Task to carry out →
Please put the lines of the data below into a numbered list, from the line with "Can you find the tree" through the end of the data, both included, leaving out any blank lines.
** START Records shown **
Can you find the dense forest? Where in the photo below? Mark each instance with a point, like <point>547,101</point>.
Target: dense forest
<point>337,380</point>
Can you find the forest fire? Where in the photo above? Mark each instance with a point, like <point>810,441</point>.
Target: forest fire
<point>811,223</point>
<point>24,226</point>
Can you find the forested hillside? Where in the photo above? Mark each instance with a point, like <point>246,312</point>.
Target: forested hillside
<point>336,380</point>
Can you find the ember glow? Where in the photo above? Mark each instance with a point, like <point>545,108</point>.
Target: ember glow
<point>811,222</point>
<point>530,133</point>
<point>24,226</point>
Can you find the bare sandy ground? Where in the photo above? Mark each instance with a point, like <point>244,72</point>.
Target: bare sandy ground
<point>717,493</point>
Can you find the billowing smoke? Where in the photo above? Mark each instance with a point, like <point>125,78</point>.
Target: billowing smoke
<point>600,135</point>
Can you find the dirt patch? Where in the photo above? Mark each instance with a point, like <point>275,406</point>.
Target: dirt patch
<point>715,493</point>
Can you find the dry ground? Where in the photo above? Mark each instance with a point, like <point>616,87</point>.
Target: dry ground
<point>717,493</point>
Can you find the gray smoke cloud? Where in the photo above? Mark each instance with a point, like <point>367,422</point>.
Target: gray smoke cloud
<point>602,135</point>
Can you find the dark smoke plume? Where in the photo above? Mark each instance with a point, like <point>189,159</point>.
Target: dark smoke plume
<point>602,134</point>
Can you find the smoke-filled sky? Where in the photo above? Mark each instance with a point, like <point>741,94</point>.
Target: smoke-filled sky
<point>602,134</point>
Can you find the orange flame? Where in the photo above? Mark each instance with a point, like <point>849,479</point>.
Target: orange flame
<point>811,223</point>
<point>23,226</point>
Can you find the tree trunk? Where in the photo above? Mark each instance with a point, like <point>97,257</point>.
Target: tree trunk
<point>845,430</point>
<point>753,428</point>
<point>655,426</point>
** END Records shown **
Exercise answer →
1. Can you find the tree trunk? Where in the photo above? Mark each instance with a point, like <point>97,257</point>.
2. Target: tree trunk
3. <point>845,430</point>
4. <point>753,428</point>
5. <point>655,426</point>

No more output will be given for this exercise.